▶ _Source passage_
<<<<

No, cheap ass camera's, mass produced, not very big 3D screens and shit. I'm betting on €/$249,95.

The price that guy found via Google is the converted price from euro to dollar and that's bullshit.

Pirating is not stealing btw, stealing is removing something, while pirating is copying something.


----------



## TankedThomas (Jan 15, 2011)

I'm just gonna wait until we hear something solid. New Zealand and Australia always get nice (read: ridiculous) prices, although I think Japan, ironically, usually gets screwed the most. To be honest, I want one regardless, but if it really IS that expensive, I'll wait a bit. Still, I'm waiting for Nintendo's big announcement until I start panicking about which bank is the best to rob.


----------



## Sir-Fritz (Jan 15, 2011)

If its 400 AUD then its not going to be very popular... the psp was only like 360 or something when it came out and that was seen as too expensive.  The ds when it was released was only 200...


----------



## iMasaru (Jan 15, 2011)

lol, there's no way it will cost £300 (Which is $460 at this exact time). A 3DS costing more then a PS3? I don't think so.


----------



## FireGrey (Jan 15, 2011)

This isn't really a reliable enough source to get info off so i'm not sure why you posted this.
The price would go down from the Japanese price instead of up.


----------



## Giga_Gaia (Jan 15, 2011)

There isn't any prices on the 3DS in North America or Europe. The price in Japan is about 300$ in USD, so a 350 euros price tag for europe is most likely fake.


----------



## notmeanymore (Jan 15, 2011)

Nathan-NL said:
			
		

> void03 said:
> 
> 
> 
> ...


----------



## BlueStar (Jan 15, 2011)

Argentum Vir said:
			
		

> No, don't blame the pirates. Blame the 3rd parties dicking around just to make a quick buck on their shovelware.



That 'quick buck' is what gives companies capital to develop decent games.


----------



## rockstar99 (Jan 15, 2011)

Lol would i rather spend 300 on a portable or a high end console like a 360 or ps3?? 
	

	
	
		
		

		
		
	


	



If this is true then ninty you failed.... never waste more than 250 on a portable no matter how good it is


----------



## Rydian (Jan 15, 2011)

Blaze163 said:
			
		

> Could be worse. Could be this much.
> 
> http://cgi.ebay.co.uk/n3dsware-com-Nintend...=item4155f86c68


Didn't even do his research to find that nobody in the US uses "N" before the name when referring to it. 
	

	
	
		
		

		
		
	


	




*Anyways the larger prices is probably for the bundle.*


----------



## mad567 (Jan 15, 2011)

350€ omg..!!!!
Now definatelly I'm not gonna buy a 3DS until they drop the price 
	

	
	
		
		

		
		
	


	




.....


----------



## Bladexdsl (Jan 15, 2011)

Rydian said:
			
		

> Blaze163 said:
> 
> 
> 
> ...


if seen some idiotic stupid fucking things sold on ebay in my time but THAT guy selling that absolute joke wins the most retarded thing for sale award!! i made him an offer...$1 that's all it's worth!!!


----------



## shakirmoledina (Jan 15, 2011)

i remember a pre-release ps3 console was sold for 10000$ on ebay and deal was closed
i definitely am not buying it at tht price esp if i dont see any flashcarts... if 3ds never has a flashcart, i will NEVER buy a 3ds... its not worth it

i cant say i dont believe this cuz the hardware is something tht they may be very proud of but probably after an year, we may see a price drop (and hopefully) with flashcart news


----------



## DiscostewSM (Jan 16, 2011)

>>>>

▶ _Given problem a_
Which lines of the entries contain the string "Target", with matching case? Extract each of them.
The entries have no connection to the forum thread.

[Object pointing dataset rows]

<<<<

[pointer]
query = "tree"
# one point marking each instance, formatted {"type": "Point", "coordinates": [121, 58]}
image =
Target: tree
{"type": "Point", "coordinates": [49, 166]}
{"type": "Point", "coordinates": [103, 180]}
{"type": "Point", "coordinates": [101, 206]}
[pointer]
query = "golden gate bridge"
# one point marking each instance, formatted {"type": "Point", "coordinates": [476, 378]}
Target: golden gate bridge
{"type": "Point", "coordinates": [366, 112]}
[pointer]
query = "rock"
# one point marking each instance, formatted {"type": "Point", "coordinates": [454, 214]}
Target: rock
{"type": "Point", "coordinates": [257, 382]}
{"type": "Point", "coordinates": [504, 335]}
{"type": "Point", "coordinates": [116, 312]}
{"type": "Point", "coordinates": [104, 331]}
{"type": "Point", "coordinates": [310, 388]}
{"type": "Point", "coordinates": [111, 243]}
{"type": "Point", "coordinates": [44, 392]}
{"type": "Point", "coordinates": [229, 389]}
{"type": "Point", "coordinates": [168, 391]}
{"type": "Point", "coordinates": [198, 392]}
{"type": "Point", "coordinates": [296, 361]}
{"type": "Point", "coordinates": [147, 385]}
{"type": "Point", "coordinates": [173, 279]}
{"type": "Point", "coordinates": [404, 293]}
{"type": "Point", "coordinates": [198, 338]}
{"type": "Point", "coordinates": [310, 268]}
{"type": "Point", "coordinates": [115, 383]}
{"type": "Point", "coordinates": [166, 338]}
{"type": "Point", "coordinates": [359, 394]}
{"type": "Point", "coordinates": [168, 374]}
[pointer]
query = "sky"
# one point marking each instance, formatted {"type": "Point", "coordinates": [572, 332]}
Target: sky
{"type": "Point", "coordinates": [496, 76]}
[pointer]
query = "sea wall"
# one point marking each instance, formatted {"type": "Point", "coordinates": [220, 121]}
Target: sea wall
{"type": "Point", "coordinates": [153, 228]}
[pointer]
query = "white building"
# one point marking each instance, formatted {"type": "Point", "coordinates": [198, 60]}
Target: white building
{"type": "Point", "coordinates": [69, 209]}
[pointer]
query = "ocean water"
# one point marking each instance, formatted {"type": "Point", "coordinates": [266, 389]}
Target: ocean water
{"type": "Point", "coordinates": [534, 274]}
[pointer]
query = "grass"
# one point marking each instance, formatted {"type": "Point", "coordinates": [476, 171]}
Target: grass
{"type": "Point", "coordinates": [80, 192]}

>>>>

▶ _Given problem b_
According to Giga_Gaia in the forum thread, what is the price of the 3DS in Japan in US dollars?

▶ _Correct output a_
Target: tree
Target: golden gate bridge
Target: rock
Target: sky
Target: sea wall
Target: white building
Target: ocean water
Target: grass

▶ _Correct output b_
About 300 US dollars.